━━━━━ PODANE DANE
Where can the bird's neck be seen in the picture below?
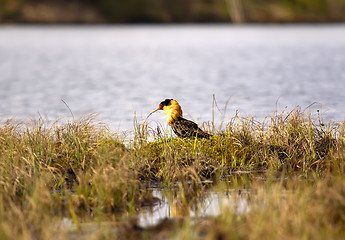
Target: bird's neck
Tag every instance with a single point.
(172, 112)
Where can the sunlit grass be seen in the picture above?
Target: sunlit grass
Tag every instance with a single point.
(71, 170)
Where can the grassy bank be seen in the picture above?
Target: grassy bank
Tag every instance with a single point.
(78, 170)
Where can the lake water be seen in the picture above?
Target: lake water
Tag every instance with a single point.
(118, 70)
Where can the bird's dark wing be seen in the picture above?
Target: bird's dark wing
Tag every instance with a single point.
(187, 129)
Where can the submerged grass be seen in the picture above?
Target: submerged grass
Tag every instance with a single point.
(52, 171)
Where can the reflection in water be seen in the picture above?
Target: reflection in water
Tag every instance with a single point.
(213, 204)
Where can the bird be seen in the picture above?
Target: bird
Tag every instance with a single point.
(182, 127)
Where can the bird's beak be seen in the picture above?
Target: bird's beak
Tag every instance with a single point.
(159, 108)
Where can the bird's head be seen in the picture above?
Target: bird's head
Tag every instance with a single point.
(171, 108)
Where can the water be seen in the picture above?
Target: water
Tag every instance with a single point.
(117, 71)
━━━━━━━━━━
━━━━━ PODANE DANE
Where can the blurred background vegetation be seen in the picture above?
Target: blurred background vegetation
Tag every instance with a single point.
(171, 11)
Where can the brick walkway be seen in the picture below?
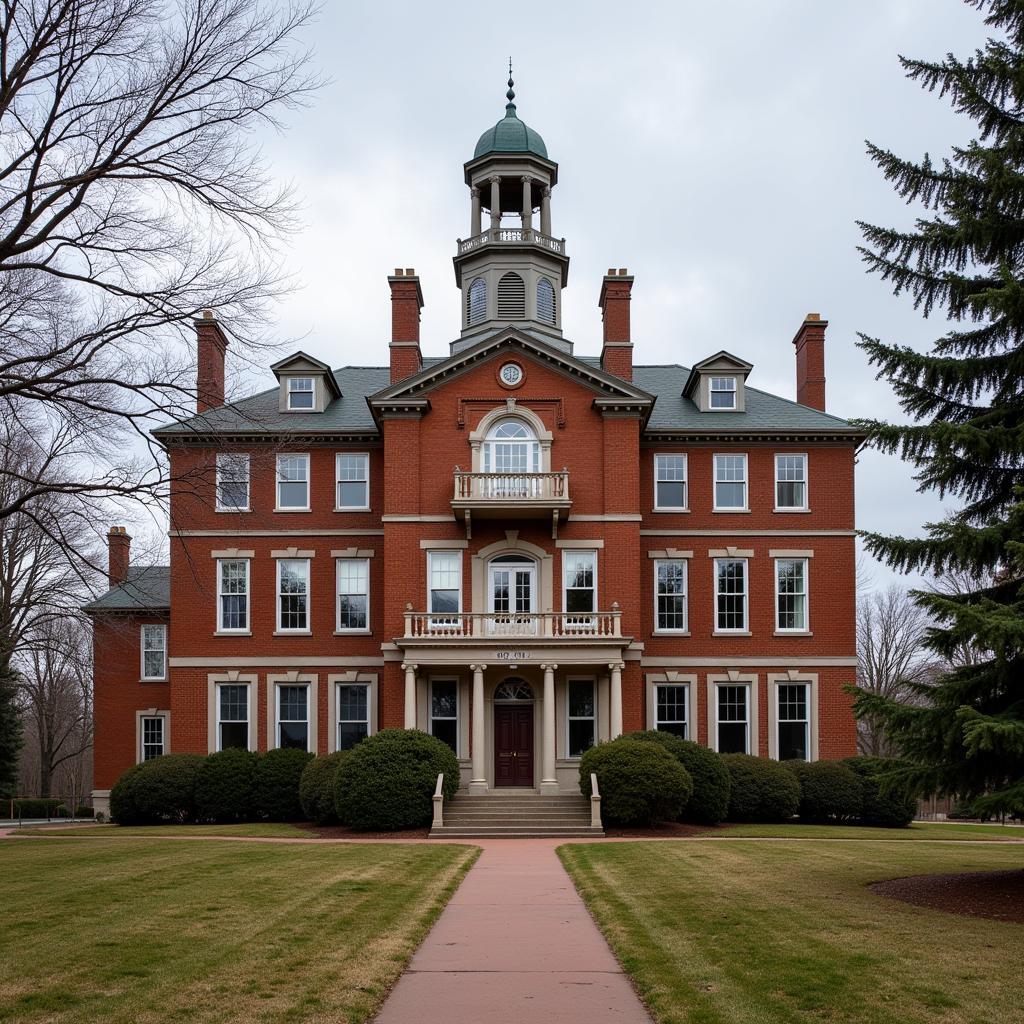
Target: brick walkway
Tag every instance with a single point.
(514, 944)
━━━━━━━━━━
**POLECENIE**
Zbierz z powyższych danych każdy wiersz, w którym występuje słowo "beak".

**ROZWIĄZANIE ZADANIA**
Where can the bird's beak be seen in the picture above?
Target: bird's beak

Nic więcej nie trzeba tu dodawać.